* [Records for the task]:
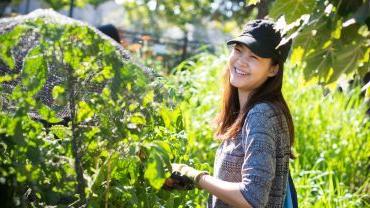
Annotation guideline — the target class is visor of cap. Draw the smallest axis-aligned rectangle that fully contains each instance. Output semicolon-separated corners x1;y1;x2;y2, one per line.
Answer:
226;34;275;58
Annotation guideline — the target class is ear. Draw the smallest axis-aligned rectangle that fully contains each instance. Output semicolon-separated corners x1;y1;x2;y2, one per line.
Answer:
268;64;279;77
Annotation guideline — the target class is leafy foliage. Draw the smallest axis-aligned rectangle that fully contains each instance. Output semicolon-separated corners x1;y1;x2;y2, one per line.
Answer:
270;0;370;84
0;12;191;207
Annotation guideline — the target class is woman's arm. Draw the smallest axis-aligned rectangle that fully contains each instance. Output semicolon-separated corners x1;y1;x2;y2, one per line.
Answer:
198;175;252;208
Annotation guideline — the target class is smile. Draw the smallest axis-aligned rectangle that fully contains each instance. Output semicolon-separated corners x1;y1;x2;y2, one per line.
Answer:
234;67;248;76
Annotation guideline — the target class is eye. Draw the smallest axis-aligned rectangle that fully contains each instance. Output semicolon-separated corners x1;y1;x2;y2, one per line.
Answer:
234;47;240;52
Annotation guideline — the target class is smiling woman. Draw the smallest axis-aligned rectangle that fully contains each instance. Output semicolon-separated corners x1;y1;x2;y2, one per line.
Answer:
228;43;279;100
165;20;294;208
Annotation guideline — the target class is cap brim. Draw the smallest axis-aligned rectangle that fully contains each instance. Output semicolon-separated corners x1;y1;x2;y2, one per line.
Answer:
226;35;274;58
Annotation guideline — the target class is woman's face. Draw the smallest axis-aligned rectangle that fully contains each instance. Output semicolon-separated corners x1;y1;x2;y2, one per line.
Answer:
228;44;278;92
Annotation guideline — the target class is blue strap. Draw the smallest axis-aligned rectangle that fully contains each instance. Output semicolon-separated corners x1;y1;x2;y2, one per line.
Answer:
284;173;298;208
284;173;293;208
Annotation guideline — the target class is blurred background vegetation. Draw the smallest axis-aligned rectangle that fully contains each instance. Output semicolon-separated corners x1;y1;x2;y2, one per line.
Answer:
0;0;370;207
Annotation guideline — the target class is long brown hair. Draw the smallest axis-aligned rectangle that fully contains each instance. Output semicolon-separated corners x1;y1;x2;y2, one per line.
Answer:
215;51;295;158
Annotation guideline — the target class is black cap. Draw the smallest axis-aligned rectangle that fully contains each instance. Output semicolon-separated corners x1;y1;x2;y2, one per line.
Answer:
227;19;292;62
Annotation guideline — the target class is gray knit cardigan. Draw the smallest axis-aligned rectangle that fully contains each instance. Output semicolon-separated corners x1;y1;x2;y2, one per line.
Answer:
207;103;290;208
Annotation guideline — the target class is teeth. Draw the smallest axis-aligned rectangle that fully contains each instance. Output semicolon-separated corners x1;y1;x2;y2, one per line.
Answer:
234;67;247;75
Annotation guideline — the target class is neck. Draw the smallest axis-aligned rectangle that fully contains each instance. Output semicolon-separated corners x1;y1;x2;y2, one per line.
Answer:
238;89;250;112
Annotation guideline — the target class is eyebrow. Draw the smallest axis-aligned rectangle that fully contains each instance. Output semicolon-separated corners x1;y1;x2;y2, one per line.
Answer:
234;43;260;59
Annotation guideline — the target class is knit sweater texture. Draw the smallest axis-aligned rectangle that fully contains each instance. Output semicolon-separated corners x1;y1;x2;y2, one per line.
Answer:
207;103;290;208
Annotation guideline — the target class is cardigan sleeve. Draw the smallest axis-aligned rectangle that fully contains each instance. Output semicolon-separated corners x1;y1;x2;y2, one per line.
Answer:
240;103;277;207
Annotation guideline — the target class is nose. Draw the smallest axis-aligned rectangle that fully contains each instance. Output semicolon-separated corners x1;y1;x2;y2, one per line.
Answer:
236;56;248;67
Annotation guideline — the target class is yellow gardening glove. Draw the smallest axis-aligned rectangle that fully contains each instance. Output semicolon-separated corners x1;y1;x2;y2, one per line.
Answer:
164;163;208;190
172;163;208;185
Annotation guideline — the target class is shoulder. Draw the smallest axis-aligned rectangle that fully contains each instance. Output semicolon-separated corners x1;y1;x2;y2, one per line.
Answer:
246;102;279;119
243;102;281;135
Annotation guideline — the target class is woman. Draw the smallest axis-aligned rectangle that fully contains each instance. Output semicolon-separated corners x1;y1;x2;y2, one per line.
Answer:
167;20;294;207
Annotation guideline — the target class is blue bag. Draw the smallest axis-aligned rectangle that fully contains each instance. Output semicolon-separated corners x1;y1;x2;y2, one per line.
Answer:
284;172;298;208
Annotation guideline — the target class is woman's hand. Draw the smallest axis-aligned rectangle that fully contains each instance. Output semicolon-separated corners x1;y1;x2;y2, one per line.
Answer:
163;163;208;190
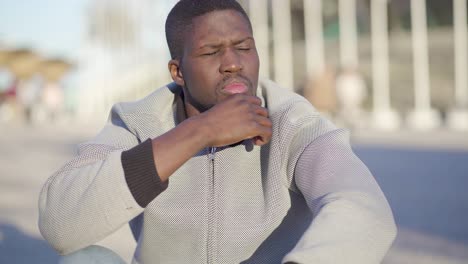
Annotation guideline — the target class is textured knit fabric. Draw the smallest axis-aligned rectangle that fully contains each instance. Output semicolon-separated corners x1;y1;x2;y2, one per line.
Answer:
39;81;396;264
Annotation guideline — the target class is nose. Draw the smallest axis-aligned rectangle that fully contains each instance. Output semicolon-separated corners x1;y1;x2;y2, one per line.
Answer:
219;49;243;73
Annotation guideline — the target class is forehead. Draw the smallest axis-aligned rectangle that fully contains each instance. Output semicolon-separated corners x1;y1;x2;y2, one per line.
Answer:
186;10;252;46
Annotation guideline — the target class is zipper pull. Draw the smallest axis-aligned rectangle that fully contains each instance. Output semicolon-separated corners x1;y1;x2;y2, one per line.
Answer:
208;147;216;160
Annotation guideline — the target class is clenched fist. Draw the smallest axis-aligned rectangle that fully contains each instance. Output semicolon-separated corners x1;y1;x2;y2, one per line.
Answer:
193;94;272;147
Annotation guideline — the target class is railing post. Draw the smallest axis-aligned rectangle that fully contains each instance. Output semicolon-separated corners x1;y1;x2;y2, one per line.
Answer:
272;0;294;90
371;0;400;130
249;0;270;78
407;0;440;130
447;0;468;130
304;0;325;78
339;0;359;69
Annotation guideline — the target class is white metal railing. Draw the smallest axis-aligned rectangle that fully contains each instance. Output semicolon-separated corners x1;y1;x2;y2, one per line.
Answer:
75;0;468;130
249;0;468;130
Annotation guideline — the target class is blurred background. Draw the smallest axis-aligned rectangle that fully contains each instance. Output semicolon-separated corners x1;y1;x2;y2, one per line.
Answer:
0;0;468;263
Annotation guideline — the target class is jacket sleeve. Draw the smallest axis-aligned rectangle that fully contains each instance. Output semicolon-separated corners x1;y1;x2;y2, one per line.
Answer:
39;105;164;255
283;130;396;264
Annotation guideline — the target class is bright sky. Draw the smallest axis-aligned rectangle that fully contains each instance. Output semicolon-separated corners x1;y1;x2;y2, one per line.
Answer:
0;0;89;58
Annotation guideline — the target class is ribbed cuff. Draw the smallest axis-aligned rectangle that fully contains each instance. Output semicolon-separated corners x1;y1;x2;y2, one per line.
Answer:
121;139;169;207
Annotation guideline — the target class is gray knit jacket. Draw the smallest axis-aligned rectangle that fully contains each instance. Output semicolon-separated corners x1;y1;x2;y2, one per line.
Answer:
39;81;396;264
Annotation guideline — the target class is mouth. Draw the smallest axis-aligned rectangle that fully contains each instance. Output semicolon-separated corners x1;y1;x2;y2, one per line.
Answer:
223;82;249;94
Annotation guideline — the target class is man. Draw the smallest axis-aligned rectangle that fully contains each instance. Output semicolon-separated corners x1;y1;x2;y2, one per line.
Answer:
39;0;395;264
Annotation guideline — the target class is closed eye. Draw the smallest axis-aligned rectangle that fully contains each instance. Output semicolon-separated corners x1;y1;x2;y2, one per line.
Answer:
202;50;218;56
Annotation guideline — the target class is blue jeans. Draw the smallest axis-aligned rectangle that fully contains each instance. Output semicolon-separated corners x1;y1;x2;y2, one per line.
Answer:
59;245;126;264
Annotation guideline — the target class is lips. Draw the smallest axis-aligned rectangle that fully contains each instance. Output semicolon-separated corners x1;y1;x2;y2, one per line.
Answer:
223;82;249;94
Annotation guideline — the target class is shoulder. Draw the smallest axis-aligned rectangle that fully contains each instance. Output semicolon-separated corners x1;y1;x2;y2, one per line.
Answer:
260;80;335;133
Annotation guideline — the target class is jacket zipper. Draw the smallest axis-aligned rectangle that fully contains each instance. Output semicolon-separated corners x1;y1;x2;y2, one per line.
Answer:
206;147;216;264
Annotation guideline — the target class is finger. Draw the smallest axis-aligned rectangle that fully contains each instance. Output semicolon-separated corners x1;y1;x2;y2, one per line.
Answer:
241;94;262;105
253;127;272;146
255;115;273;128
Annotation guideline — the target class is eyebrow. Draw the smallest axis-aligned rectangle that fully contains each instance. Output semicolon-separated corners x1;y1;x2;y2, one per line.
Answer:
198;36;254;50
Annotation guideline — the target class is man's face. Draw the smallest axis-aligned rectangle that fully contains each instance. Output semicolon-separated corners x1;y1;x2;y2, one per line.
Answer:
171;10;259;112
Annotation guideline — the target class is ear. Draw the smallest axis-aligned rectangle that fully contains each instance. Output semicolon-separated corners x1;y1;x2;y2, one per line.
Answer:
167;59;185;87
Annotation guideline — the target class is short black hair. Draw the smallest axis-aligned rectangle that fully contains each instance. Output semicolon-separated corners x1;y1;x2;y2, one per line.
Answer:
166;0;252;59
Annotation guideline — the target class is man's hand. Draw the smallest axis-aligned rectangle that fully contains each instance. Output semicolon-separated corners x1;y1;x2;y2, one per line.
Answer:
152;94;272;181
193;94;272;147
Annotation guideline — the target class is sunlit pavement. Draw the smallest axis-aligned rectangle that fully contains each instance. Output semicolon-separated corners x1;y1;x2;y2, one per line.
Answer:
0;124;468;264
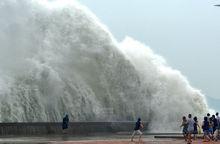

* [Problem description]: Retype everything in the listing above from the line containing "Annotation guideline — the target class is woman's hand." down to the line containing "163;163;208;190", both included, with no changes.

* [Exercise solution]:
Annotation guideline — the target class is woman's hand. Draw the smallest axis-aligned rectangle that fully contains each instance. Output semicolon-separated corners x1;y1;x2;y2, one per line.
Answer:
163;163;208;190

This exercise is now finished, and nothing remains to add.